ページ抜粋>
↓↓↓
民間企業との種々のやりとりは 契約書を交わさずとも守秘義務があると思うが
行政との仕事のやりとりは 公共サービスの母体ゆえ むしろ公開した方が健全と考える
今週頭 まことに残念ながら 次期「とくしまマラソン」の制作を辞退することとなった
僕が提出したコピー案を 一部変更(改ざん)して進める と宣言されたからだ
こういう場合 その変更理由が納得できれば 僕はあっさりと受け入れる
しかしどうしても納得いかない場合は 辞退する
辞退は 他のチームメンバーに迷惑をかけるし
金銭的なダメージも被る(基本的にギャラはゼロになる)
僕が提出した案
「走る阿呆は、とまらない。」
に対して
「走る阿呆は、とめられない。」
にするという 内部事情の真実はわからないが 知事の判断だという
この言葉の違いが 分からないこと自体 政治家としての言語センスを疑うが
それはさておき 担当者の指示にしたがって 以下文書を提出した
----------------------------------------------------------------------------------------------
「とまらない」と「とめられない」の相違について
1:「とめられない」には、より強いネガティブな意志がつきまといます。
つまり「とめたいのに、とめることができない」という印象になります。
従って「走る阿呆は、とめられない。」という言葉には、
走る阿呆をとめたいのだけれど、とめることができない・・・という印象を孕みます。
肯定形「とまる」と「とめる」の意味の違いを大辞林から抜粋します。
【とまる】
◎動いていたものが動かなくなる。
「時計が―・る」「特急の―・る駅」「エンジンが―・る」
◎続いていたものが続かなくなる。通じていたものが通じなくなる。
「成長が―・る」「道はそこで―・っている」「水道が―・る」
【とめる】
◎継続しているものを続かなくさせる。とだえさせる。
「息を―・める」「痛みを―・める」
◎やめさせる。制止する。
「けんかを―・める」
2:「やめられない」の類義語(姉妹語)は、「とめられない」ではなく「とまらない」です。
かつて一世風靡した「かっぱえびせん」のコピーは、
なぜ「やめられない、とまらない」だったのでしょう。
↑↑↑
課題 A> エントリのうち、文字列「passenger」を含む行は何行あるか、その数だけを答えよ。大文字と小文字は区別する。
ページ抜粋とエントリは、それぞれ別の出典から取ったものだ。

処理対象>
↓↓↓
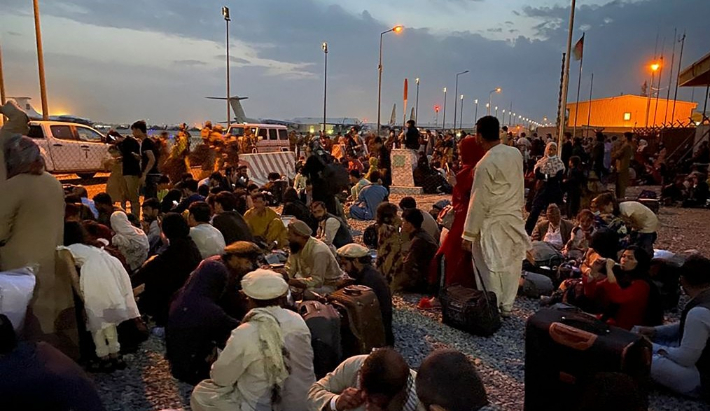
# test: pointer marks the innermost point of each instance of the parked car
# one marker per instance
(70, 148)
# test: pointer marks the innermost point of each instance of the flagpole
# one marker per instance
(579, 86)
(565, 82)
(589, 108)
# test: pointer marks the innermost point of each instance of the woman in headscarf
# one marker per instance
(549, 172)
(167, 272)
(130, 241)
(459, 266)
(31, 228)
(197, 325)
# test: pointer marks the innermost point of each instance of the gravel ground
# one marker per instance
(148, 385)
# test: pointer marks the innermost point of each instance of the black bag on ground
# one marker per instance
(470, 310)
(362, 328)
(565, 348)
(323, 320)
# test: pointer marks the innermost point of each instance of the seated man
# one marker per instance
(448, 381)
(422, 249)
(151, 210)
(311, 264)
(265, 223)
(40, 377)
(358, 182)
(370, 197)
(227, 220)
(252, 373)
(356, 262)
(681, 355)
(332, 230)
(429, 225)
(379, 381)
(554, 230)
(207, 238)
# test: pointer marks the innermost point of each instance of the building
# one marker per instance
(628, 111)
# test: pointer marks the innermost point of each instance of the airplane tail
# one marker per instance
(237, 108)
(24, 103)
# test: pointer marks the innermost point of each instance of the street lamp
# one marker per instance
(416, 104)
(461, 120)
(324, 46)
(497, 90)
(443, 120)
(397, 29)
(225, 14)
(456, 93)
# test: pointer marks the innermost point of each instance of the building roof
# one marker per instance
(697, 74)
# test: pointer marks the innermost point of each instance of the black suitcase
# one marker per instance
(323, 320)
(565, 348)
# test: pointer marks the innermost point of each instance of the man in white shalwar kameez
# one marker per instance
(494, 225)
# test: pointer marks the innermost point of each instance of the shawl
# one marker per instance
(548, 164)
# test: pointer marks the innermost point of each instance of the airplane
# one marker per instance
(24, 103)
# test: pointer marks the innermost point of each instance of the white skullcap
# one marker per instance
(263, 284)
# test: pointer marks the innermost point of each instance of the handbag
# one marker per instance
(470, 310)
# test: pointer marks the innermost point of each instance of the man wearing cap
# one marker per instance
(240, 258)
(267, 363)
(311, 264)
(355, 260)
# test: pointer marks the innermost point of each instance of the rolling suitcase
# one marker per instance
(361, 328)
(565, 348)
(323, 320)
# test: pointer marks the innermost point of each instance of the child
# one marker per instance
(107, 294)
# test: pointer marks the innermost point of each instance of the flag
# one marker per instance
(579, 49)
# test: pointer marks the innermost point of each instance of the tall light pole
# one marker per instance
(396, 29)
(416, 103)
(456, 93)
(497, 90)
(443, 120)
(225, 14)
(461, 120)
(324, 46)
(40, 62)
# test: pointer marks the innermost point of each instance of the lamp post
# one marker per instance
(497, 90)
(456, 93)
(461, 120)
(324, 46)
(654, 69)
(225, 14)
(443, 120)
(416, 103)
(396, 29)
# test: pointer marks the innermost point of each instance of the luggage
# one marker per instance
(534, 285)
(323, 320)
(469, 309)
(565, 348)
(361, 328)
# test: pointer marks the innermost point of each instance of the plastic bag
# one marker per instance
(16, 289)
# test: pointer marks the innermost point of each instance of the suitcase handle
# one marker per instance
(572, 337)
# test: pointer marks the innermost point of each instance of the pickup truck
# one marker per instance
(70, 148)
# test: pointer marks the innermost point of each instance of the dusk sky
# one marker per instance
(119, 61)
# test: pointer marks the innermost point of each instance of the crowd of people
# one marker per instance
(217, 272)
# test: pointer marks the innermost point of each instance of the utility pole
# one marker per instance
(40, 62)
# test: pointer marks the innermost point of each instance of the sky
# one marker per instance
(157, 60)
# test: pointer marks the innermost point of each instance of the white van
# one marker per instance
(269, 138)
(69, 148)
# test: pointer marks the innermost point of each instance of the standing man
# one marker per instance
(130, 161)
(149, 160)
(494, 224)
(623, 158)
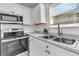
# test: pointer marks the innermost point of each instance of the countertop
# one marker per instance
(73, 48)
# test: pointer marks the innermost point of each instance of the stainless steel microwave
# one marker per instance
(15, 47)
(9, 17)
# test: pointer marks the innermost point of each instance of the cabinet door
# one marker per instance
(7, 7)
(18, 10)
(37, 47)
(32, 46)
(57, 51)
(39, 14)
(27, 16)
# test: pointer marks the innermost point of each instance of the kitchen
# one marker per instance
(39, 29)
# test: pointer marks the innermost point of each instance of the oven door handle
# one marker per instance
(22, 44)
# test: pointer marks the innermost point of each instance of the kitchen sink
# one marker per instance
(48, 36)
(64, 40)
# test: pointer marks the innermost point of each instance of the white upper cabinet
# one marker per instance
(27, 16)
(18, 10)
(38, 14)
(7, 7)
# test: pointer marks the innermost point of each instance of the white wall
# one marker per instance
(9, 8)
(71, 30)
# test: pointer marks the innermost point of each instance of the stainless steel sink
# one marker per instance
(64, 40)
(48, 36)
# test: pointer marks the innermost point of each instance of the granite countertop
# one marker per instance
(64, 46)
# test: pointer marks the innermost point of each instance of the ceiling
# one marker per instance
(31, 5)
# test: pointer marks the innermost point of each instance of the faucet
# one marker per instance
(59, 30)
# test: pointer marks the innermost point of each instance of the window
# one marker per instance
(65, 13)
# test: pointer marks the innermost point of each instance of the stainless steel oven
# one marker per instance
(15, 47)
(9, 17)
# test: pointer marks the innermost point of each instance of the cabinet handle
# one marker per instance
(47, 46)
(46, 51)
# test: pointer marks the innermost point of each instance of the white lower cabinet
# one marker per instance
(57, 51)
(23, 54)
(40, 48)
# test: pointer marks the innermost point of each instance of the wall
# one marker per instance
(69, 30)
(9, 8)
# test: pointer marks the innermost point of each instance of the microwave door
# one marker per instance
(23, 44)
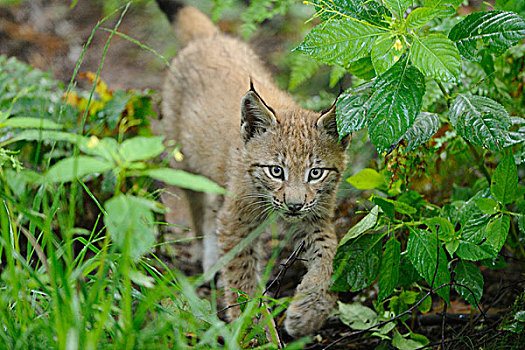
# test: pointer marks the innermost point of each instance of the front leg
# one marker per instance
(313, 301)
(243, 271)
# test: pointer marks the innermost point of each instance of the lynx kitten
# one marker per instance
(271, 155)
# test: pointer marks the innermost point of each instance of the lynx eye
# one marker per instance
(316, 174)
(276, 172)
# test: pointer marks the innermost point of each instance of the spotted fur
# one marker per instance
(238, 129)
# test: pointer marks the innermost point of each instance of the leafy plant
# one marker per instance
(413, 54)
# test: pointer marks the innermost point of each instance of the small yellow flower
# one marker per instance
(398, 45)
(93, 142)
(179, 157)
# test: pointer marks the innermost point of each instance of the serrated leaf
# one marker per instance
(351, 109)
(437, 3)
(487, 205)
(106, 148)
(497, 232)
(184, 179)
(366, 179)
(302, 68)
(480, 120)
(494, 31)
(469, 275)
(399, 6)
(504, 181)
(452, 246)
(336, 74)
(357, 316)
(130, 225)
(395, 104)
(389, 272)
(443, 227)
(339, 41)
(422, 248)
(139, 148)
(45, 135)
(436, 56)
(422, 15)
(385, 53)
(69, 169)
(407, 344)
(366, 223)
(424, 127)
(356, 263)
(362, 68)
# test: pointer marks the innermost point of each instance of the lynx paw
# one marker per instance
(307, 314)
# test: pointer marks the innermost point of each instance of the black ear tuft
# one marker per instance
(256, 116)
(328, 122)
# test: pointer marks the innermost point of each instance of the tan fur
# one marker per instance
(202, 110)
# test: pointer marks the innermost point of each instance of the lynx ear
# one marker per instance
(327, 122)
(256, 116)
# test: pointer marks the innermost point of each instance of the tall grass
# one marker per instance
(67, 287)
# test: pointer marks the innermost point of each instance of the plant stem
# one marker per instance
(442, 88)
(479, 161)
(516, 238)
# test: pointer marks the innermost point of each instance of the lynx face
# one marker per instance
(294, 159)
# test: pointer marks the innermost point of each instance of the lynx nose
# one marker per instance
(294, 206)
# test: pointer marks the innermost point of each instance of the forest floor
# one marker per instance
(49, 35)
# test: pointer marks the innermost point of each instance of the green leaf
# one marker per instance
(389, 272)
(452, 246)
(29, 122)
(487, 205)
(362, 68)
(384, 53)
(45, 135)
(422, 248)
(469, 250)
(139, 148)
(504, 181)
(426, 305)
(106, 148)
(340, 41)
(395, 104)
(421, 15)
(424, 127)
(497, 232)
(407, 272)
(436, 3)
(356, 263)
(480, 120)
(401, 343)
(436, 56)
(69, 169)
(351, 109)
(494, 31)
(445, 229)
(130, 224)
(184, 179)
(357, 316)
(366, 179)
(336, 74)
(469, 275)
(388, 205)
(399, 6)
(365, 224)
(302, 68)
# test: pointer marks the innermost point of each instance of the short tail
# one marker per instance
(188, 22)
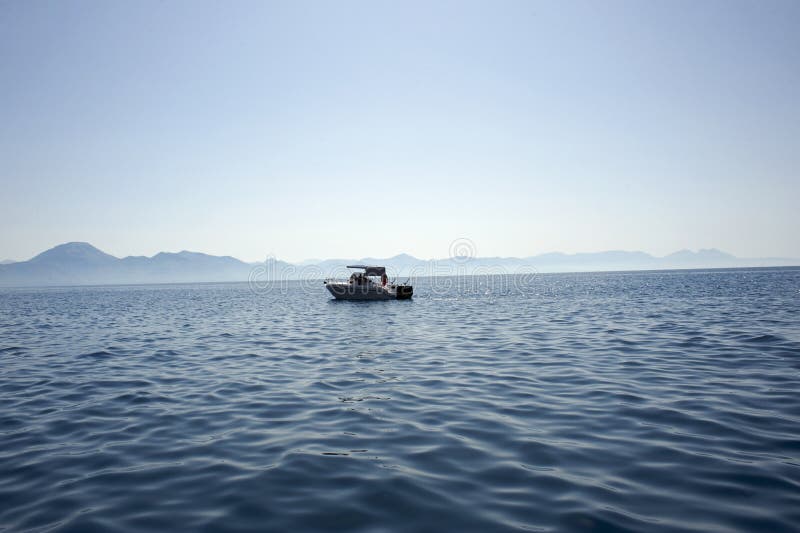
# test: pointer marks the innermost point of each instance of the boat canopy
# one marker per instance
(370, 270)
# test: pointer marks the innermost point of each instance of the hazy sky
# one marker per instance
(331, 129)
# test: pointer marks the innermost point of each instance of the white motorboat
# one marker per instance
(369, 284)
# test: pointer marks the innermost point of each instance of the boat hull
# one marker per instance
(350, 291)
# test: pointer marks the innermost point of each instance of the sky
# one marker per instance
(352, 129)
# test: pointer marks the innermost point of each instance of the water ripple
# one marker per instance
(659, 401)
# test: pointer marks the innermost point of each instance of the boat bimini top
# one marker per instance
(370, 270)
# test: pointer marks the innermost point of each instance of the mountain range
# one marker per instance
(80, 263)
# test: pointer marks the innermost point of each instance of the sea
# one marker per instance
(639, 401)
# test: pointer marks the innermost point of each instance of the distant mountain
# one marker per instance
(80, 263)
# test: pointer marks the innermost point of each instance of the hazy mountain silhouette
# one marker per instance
(80, 263)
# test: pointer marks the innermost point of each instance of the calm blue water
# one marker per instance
(666, 401)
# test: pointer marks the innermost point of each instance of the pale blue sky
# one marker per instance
(328, 129)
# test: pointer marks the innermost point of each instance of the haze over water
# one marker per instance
(657, 401)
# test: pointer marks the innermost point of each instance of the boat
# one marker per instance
(370, 283)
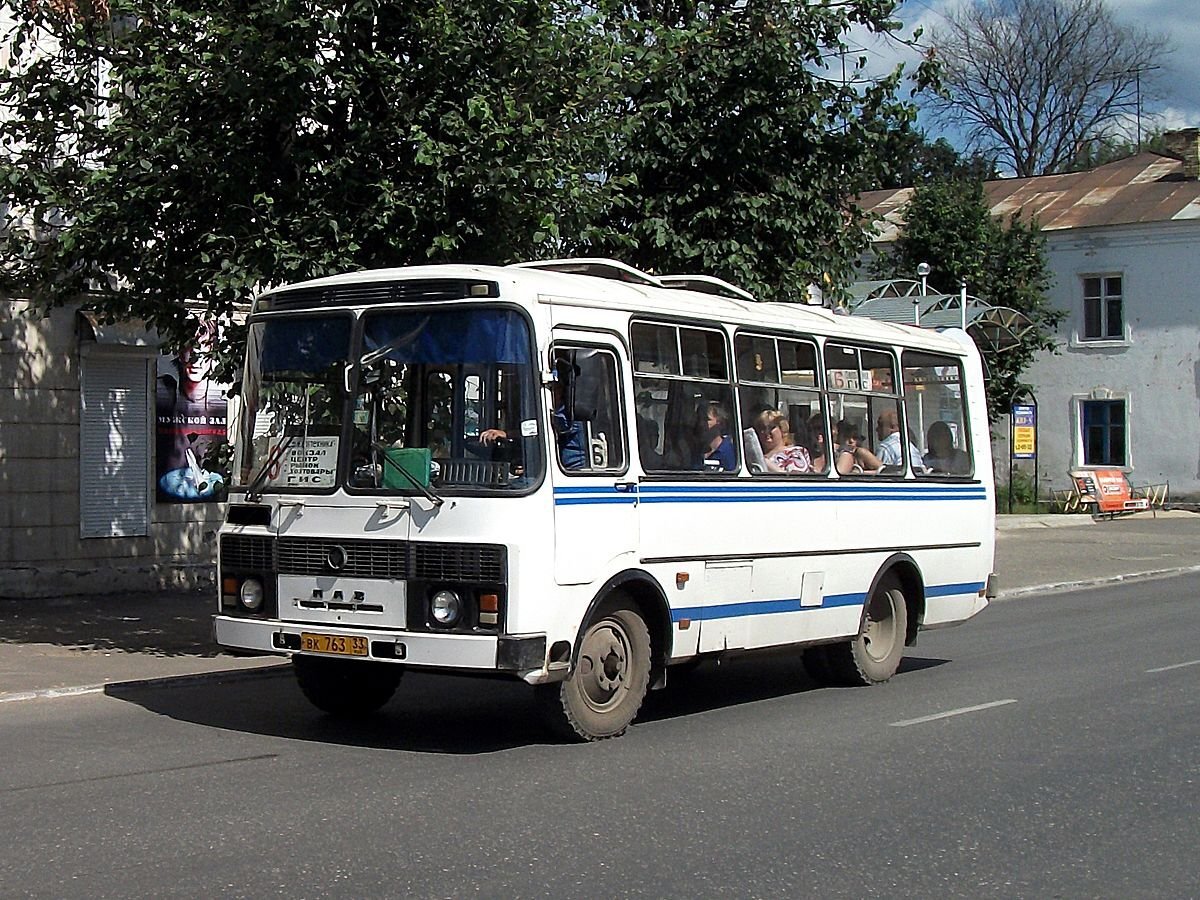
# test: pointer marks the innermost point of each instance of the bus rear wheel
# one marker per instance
(606, 689)
(874, 655)
(346, 688)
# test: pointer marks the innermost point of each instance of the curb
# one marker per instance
(1065, 586)
(183, 681)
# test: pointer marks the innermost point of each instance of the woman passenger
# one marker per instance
(851, 457)
(780, 453)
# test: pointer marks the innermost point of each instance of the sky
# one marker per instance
(1179, 81)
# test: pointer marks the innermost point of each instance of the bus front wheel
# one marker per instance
(606, 689)
(346, 688)
(874, 655)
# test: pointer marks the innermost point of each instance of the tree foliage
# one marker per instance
(1030, 81)
(741, 148)
(241, 143)
(234, 144)
(915, 160)
(948, 225)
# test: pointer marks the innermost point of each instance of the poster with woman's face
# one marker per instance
(190, 424)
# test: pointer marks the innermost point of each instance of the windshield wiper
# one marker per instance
(253, 495)
(412, 479)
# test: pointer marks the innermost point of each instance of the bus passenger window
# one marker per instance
(783, 405)
(586, 409)
(935, 405)
(684, 405)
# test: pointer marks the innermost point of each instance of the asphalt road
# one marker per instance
(1048, 749)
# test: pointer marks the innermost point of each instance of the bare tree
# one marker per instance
(1029, 81)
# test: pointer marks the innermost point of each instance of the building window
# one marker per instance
(1103, 309)
(114, 445)
(1104, 432)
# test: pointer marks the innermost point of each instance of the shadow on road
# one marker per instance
(449, 714)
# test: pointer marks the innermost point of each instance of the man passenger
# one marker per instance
(887, 429)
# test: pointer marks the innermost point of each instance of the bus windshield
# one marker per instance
(425, 387)
(293, 402)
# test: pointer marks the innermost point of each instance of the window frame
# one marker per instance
(1091, 401)
(619, 426)
(780, 385)
(964, 424)
(871, 399)
(1103, 299)
(727, 385)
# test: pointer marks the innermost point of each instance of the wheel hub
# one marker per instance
(604, 663)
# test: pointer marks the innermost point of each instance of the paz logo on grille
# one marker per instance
(335, 558)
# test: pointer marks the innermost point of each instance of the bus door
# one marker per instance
(595, 496)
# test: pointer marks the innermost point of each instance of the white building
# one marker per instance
(1123, 249)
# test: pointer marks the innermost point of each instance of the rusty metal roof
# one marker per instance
(1145, 187)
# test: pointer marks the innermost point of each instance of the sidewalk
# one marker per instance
(64, 647)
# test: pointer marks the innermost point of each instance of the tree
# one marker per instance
(1030, 81)
(915, 160)
(741, 148)
(1003, 263)
(233, 144)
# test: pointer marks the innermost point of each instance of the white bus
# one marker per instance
(579, 475)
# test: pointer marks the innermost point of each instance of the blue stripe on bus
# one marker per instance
(766, 607)
(715, 493)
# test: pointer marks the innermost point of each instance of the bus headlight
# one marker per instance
(251, 594)
(445, 607)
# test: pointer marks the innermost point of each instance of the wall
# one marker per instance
(41, 551)
(1156, 369)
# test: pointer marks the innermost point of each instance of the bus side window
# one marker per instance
(935, 405)
(587, 415)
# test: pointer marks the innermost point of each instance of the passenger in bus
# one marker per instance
(781, 454)
(817, 448)
(648, 443)
(568, 425)
(719, 451)
(942, 456)
(887, 429)
(851, 456)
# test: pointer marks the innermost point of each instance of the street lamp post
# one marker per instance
(923, 270)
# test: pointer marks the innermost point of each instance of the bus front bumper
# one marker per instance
(519, 654)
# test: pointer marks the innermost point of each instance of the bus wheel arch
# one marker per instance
(904, 568)
(640, 589)
(892, 613)
(619, 646)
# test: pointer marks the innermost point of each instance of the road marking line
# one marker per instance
(1177, 665)
(952, 712)
(52, 693)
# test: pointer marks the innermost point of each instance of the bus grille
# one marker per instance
(245, 552)
(423, 561)
(364, 559)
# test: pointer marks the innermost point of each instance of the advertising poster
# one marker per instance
(1025, 431)
(190, 424)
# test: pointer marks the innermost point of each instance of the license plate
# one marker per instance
(336, 645)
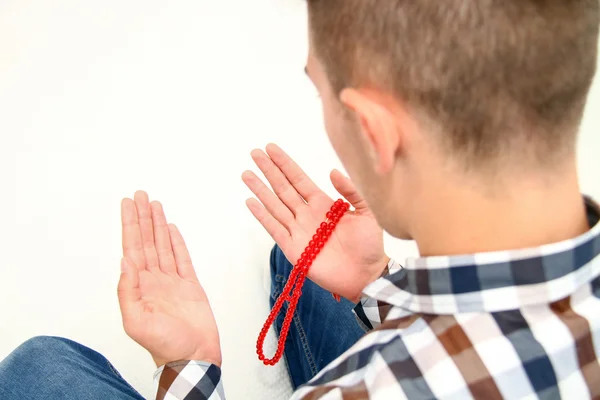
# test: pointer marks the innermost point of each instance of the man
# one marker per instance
(457, 121)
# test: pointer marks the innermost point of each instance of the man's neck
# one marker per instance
(526, 212)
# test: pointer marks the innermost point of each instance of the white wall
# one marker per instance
(98, 99)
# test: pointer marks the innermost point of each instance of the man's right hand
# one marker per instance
(352, 258)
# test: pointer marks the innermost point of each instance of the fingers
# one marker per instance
(132, 237)
(162, 239)
(271, 225)
(294, 174)
(182, 255)
(346, 188)
(273, 204)
(145, 221)
(128, 289)
(281, 186)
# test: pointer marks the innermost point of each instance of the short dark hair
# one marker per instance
(488, 73)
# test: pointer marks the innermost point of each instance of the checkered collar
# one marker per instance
(497, 281)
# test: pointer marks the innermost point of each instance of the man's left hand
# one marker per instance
(163, 305)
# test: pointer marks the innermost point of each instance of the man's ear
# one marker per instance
(378, 124)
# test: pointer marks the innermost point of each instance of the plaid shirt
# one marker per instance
(511, 324)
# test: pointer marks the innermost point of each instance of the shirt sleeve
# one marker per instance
(189, 380)
(370, 312)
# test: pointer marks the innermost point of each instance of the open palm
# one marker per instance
(352, 258)
(163, 305)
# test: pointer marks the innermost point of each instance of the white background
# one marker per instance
(98, 99)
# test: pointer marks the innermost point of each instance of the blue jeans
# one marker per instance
(56, 368)
(322, 328)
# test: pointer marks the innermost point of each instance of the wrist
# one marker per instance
(376, 270)
(194, 357)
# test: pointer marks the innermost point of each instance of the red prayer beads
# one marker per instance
(293, 288)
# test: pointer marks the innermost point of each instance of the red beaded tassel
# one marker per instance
(293, 288)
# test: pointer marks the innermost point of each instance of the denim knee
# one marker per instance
(41, 343)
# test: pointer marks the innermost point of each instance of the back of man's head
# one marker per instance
(455, 113)
(492, 75)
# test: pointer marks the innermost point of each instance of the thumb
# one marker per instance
(128, 288)
(346, 188)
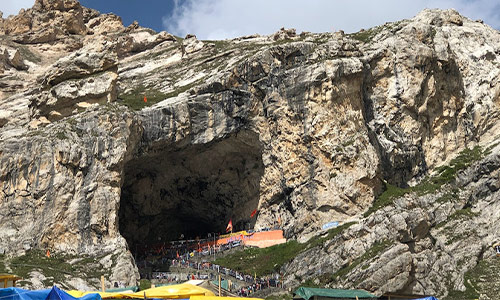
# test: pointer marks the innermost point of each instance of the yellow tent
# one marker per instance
(177, 291)
(220, 298)
(104, 295)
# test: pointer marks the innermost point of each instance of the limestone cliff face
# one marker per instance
(306, 129)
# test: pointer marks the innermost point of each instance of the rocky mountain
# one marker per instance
(113, 137)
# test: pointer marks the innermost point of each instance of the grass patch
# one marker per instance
(262, 261)
(328, 278)
(135, 99)
(367, 36)
(269, 260)
(442, 175)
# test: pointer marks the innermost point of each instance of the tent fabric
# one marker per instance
(48, 294)
(22, 294)
(176, 291)
(307, 293)
(125, 289)
(103, 295)
(58, 294)
(220, 298)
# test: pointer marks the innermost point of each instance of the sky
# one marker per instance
(221, 19)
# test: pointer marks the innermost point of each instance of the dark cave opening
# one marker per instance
(191, 191)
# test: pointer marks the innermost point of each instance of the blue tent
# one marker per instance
(48, 294)
(58, 294)
(22, 294)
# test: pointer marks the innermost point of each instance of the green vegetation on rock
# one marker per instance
(268, 260)
(442, 175)
(328, 278)
(135, 99)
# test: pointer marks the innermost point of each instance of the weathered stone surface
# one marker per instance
(306, 129)
(78, 65)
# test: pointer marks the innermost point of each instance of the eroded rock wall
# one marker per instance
(328, 119)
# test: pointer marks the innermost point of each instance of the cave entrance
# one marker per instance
(191, 191)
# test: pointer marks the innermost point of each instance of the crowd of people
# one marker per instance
(254, 283)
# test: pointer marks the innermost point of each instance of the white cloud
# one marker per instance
(219, 19)
(12, 7)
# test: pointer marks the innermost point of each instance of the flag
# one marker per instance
↑↑↑
課題 B> ページ抜粋によると、提出したコピー案を変更するのは誰の判断だとされているか。

解答例 A> 4

解答例 B> 知事の判断だとされている。